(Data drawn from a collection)
--
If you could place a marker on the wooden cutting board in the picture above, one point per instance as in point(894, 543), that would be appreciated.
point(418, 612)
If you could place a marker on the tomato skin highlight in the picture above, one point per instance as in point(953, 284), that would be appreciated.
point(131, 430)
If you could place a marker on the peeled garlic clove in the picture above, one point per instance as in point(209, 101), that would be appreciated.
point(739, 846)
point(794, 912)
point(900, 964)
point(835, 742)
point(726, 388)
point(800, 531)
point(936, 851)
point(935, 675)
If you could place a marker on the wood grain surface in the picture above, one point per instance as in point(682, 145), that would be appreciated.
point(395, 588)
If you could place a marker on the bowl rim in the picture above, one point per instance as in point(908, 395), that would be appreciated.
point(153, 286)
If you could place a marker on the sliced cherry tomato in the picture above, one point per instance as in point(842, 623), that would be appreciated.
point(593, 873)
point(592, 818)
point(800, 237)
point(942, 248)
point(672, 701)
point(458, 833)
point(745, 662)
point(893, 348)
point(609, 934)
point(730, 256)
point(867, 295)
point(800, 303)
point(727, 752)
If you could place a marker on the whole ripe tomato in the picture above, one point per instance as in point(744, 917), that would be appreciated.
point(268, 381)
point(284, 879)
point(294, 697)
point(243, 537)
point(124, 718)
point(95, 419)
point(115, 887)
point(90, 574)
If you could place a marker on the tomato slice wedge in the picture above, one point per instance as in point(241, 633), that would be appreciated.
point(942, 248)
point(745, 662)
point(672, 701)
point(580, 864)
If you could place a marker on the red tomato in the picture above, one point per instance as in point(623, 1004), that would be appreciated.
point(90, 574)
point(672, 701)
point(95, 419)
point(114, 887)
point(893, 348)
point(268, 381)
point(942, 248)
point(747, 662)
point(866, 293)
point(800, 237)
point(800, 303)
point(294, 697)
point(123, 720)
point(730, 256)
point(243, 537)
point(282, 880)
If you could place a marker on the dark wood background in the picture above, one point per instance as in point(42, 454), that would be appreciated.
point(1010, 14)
--
(Task to complete): Convert every line of the records above into a JSON list of strings, one string per line, leaving out any blank lines.

(Solution to this task):
[
  "If you could place a marker on the wooden cutting board in the picture above, one point per instance as in point(894, 543), that would be appreciated.",
  "point(418, 612)",
  "If you could place a marker on the tomato skin highlight in the picture above, one point per instance as in point(953, 284), that would be appreciated.",
  "point(131, 430)",
  "If you could place a marker on the peeled garlic clove in the picture above, one point per instance as in point(209, 101), that would be appreciated.",
  "point(739, 846)",
  "point(794, 912)",
  "point(900, 964)",
  "point(835, 742)",
  "point(726, 388)",
  "point(800, 531)",
  "point(936, 851)",
  "point(935, 675)",
  "If you could place a marker on the wood grain surface in the picture above, one point per instance as in point(682, 145), that would be appreciated.",
  "point(395, 588)",
  "If you could place a marker on the bowl rim in the picture above, one point per instance as in point(908, 395), that would be appreciated.",
  "point(153, 286)",
  "If you could place a marker on the sliced cherry tomato in the picture above, one point per instance as in point(842, 623), that would be appreciated.",
  "point(593, 873)",
  "point(592, 818)",
  "point(800, 237)",
  "point(942, 248)",
  "point(672, 701)",
  "point(458, 833)",
  "point(745, 662)",
  "point(893, 348)",
  "point(609, 934)",
  "point(730, 256)",
  "point(867, 295)",
  "point(800, 303)",
  "point(727, 752)",
  "If you could place a marker on the whole ripe tomato in the picture above, one point per instance as in point(744, 917), that would be appreciated.",
  "point(268, 381)",
  "point(284, 879)",
  "point(294, 697)",
  "point(243, 537)",
  "point(124, 718)",
  "point(95, 419)",
  "point(115, 887)",
  "point(90, 574)",
  "If you could place a marker on the tomato slice wedge in the picture above, one point per instance as in point(241, 633), that would be appreciated.",
  "point(942, 248)",
  "point(745, 662)",
  "point(672, 701)",
  "point(580, 864)",
  "If you could place a marker on the red tomato in the picture above, one point per instance as in point(623, 1004), that would be appreciated.",
  "point(90, 574)",
  "point(672, 701)",
  "point(95, 419)",
  "point(114, 887)",
  "point(893, 348)",
  "point(268, 381)",
  "point(942, 248)",
  "point(747, 662)",
  "point(866, 293)",
  "point(800, 237)",
  "point(800, 303)",
  "point(294, 697)",
  "point(123, 720)",
  "point(730, 256)",
  "point(243, 537)",
  "point(282, 880)",
  "If you could place a marker on the dark wood background in the picture above, one point per instance as in point(42, 454), that would be appreciated.",
  "point(1010, 14)"
]